==== PROVIDED MATERIAL ====

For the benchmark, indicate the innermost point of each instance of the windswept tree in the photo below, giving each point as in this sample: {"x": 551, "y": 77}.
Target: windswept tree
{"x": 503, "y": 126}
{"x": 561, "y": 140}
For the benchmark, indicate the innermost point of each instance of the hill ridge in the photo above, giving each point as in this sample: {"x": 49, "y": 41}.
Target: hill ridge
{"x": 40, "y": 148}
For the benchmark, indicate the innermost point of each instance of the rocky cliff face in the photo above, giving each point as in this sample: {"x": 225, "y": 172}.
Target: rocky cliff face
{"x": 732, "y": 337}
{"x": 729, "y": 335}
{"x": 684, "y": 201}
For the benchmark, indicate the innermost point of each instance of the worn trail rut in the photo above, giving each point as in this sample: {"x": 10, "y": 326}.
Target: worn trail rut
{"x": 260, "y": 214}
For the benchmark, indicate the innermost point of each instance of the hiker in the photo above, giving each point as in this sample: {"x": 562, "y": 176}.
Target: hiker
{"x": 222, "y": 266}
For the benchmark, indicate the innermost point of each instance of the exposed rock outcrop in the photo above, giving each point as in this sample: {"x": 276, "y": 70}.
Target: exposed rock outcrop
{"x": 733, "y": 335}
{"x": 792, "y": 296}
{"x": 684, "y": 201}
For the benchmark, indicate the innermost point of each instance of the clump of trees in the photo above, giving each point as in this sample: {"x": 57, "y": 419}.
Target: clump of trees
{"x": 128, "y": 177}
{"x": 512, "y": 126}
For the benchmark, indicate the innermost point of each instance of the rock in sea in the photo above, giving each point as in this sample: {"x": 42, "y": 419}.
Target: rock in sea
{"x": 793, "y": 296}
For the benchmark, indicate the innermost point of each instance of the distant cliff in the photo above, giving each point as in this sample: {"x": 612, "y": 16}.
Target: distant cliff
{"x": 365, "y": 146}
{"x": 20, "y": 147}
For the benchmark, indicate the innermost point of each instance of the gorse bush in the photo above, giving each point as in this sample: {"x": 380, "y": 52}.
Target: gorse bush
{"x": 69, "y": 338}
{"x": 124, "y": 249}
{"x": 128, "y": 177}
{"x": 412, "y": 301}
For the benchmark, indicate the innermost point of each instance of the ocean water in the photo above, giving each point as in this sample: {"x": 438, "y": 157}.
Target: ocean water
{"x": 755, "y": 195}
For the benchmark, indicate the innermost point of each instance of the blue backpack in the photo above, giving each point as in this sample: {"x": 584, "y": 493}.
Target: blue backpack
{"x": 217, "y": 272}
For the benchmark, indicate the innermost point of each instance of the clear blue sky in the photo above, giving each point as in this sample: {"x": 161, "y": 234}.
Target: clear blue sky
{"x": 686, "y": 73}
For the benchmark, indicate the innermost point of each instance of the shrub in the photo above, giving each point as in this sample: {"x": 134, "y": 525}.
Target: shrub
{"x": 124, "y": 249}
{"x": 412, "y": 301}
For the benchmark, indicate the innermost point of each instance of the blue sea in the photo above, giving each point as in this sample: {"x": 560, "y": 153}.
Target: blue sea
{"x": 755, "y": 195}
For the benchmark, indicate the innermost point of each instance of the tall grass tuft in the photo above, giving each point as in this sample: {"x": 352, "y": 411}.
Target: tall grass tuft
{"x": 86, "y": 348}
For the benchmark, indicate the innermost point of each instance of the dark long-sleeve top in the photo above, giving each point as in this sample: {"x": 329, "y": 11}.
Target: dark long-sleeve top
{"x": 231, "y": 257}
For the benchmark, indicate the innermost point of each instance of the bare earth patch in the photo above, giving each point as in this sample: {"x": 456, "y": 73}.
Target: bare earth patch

====

Quote, word for word, every line starting at the one that contains "of the shrub" and ending with the final line of the entries.

For the benchmark, indicate the innermost point of each instance of the shrub in the photo above, giving each point as in this sample: {"x": 134, "y": 525}.
Target: shrub
{"x": 124, "y": 249}
{"x": 412, "y": 301}
For the benchmark, indicate the innermost point of each instance of the blue sea in the photo above, giving each point as in this sample: {"x": 560, "y": 153}.
Target: blue sea
{"x": 755, "y": 195}
For the benchmark, indicate the innermost point of each instance of the tall grass tuft in the photo above, giving each point as in this sample: {"x": 352, "y": 411}.
Target: tall grass tuft
{"x": 86, "y": 348}
For the benchmark, indicate the innermost point of each instance of the dark long-sleeve top in the photo above, giving each point as in this sample: {"x": 329, "y": 11}.
Target: dark long-sleeve top
{"x": 231, "y": 257}
For the benchmark, indicate the innermost point of each instance of the bare earth patch in the photo above, giving each point as in this sample: {"x": 456, "y": 73}.
Target: bare earth patch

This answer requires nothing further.